GIVEN PROBLEM 1 =
Copy the passage from the database virtualization article word for word, starting with "- Quality of" and going on through "and the database.".
GIVEN PROBLEM 2 =
Answer these questions from the database virtualization article below:
(a) What does virtualization give up some degree of in exchange for flexibility and the other listed benefits?
(b) What term does the article use for the ability to add and remove compute or storage capabilities on-the-fly, without downtime?
(c) What does scaling out mean?
GIVEN PROBLEM 3 =
Do these statements agree with the database virtualization article below? Answer yes or no for each, and quote the deciding words.
(a) Traditional databases operate across several physical computers.
(b) Scaling up means moving a database to a more powerful machine.
(c) A database can be moved to another server to fix QoS problems without shutting down the application.

SOURCE EXTRACT =
- What is Database Virtualization?
- Database Virtualization Challenges
- Database Virtualization Advantages
- Degrees of Database Virtualization
What is Database Virtualization?
Virtualization is a shift from managing dedicated physical servers, to managing a pool of logical compute resources. Virtualization sacrifices some degree of compute efficiency, in exchange for flexibility, mobility, manageability, scalability/elasticity and high-availability. Database virtualization means different things to different people; from simply running the database executable in a virtual machine, or using virtualized storage, to a fully virtualized elastic database cluster composed of modular compute and storage components that are assembled on the fly to accommodate your database needs. We will look at each type of virtualization and the benefits they provide. Virtualization is anathema to traditional OLTP databases. These databases tightly integrate the compute, caching and storage in order to: (a) optimize performance; (b) coordinate locking in order to ensure that the database remains consistent; (c) provide “copies” for fail-over or high-availability. Fully virtualizing an existing database management system (DBMS) is analogous to replacing the entire engine and drivetrain in a car, it involves replacing all the hard technology. This article looks at some of the challenges of virtualizing databases, the benefits of database virtualization and then looks at some of the approaches to database virtualization and the vendor solutions implementing those approaches.
Database Virtualization Challenges
Traditional databases operate on a single physical computer. They tightly integrate the compute, caching and storage functions, operating as a single unit on a single server. Because they are limited to a single dedicated server, traditional databases display certain constraints:
- Scaling: A database running on a single server is limited by the number of users, transactions, data files, etc. that it can handle. These are physical limitations imposed by the hardware that is running the database. Scaling up means moving your database to a more powerful machine. Scaling out means running your database across multiple machines. Elasticity is a much higher hurdle for databases. Elasticity means the ability to add and remove compute or storage capabilities on-the-fly, without downtime.
- Quality of Service: You can experience poor Quality of Service (QoS) as a result of heavy processing on a shared server—consuming CPU, cache, disk—or heavy network usage—on a shared network card or sharing the same switch. Because databases are tied to a physical server, and the application tier addresses that specific server, you are unable to easily move the database to other servers or other areas of the network to address QoS problems. Such a move requires shutting down the application and database, copying the files to another server and restarting both the application and the database.

SUPPLIED INFORMATION =
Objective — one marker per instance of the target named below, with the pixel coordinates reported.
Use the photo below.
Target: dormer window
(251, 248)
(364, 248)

* * *

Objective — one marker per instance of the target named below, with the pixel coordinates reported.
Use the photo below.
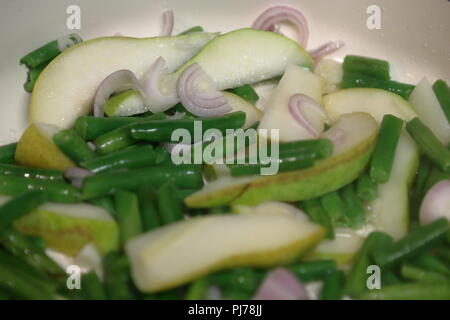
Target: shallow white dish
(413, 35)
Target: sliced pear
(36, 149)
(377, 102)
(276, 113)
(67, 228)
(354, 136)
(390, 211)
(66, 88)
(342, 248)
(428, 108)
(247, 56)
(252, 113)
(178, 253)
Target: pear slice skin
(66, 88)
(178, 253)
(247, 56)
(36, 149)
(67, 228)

FULL RESPONSE 1 =
- Quality of Service: You can experience poor Quality of Service (QoS) as a result of heavy processing on a shared server—consuming CPU, cache, disk—or heavy network usage—on a shared network card or sharing the same switch. Because databases are tied to a physical server, and the application tier addresses that specific server, you are unable to easily move the database to other servers or other areas of the network to address QoS problems. Such a move requires shutting down the application and database, copying the files to another server and restarting both the application and the database.

FULL RESPONSE 2 =
(a) Compute efficiency.
(b) Elasticity.
(c) Running your database across multiple machines.

FULL RESPONSE 3 =
(a) No: "Traditional databases operate on a single physical computer."
(b) Yes: "Scaling up means moving your database to a more powerful machine."
(c) No: "Such a move requires shutting down the application and database, copying the files to another server and restarting both the application and the database."